Extract provided START
58 thoughts on “Find Text With INDEX and MATCH”

  1. hi please help me
    just want to get a text from a sentence
    a1:ITM Reference: SI#0372 DR#0472 Assignment: 0001000031
    a2:SI#
    a3:=IFERROR(INDEX($C$8:$C$11,MATCH(1,COUNTIF(B8,”*”&$C$8:$C$11&”*”),0)),””)
    result is SI#
    However, i’d like to get the 0372 hence result should be SI#0372
    Hoping to find solution from you po. Many Thanks

  2. Hi Debra,
    Your solution almost gets the result I need. I’m hoping you could help find the general solution as I suspect others will find it very useful.
    I have two named-ranges to make it easier; Net_List is the first column of Net_Rank and consists of a list of Networks e.g. Wifi, Eth, BT, LoRaWAN etc. Adjacent to this list of Networks is their ranking number e.g. 4, 1, 2, 1 etc. These ranks are changed by the user to suite business priorities.
Extract provided END
_What to do_. Please answer from the comments above: what result does the first commenter want the formula to return instead of SI#?
Stored data START
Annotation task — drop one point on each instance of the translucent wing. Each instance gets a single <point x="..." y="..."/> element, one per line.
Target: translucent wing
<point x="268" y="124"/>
Stored data END
_Answer to this task_. SI#0372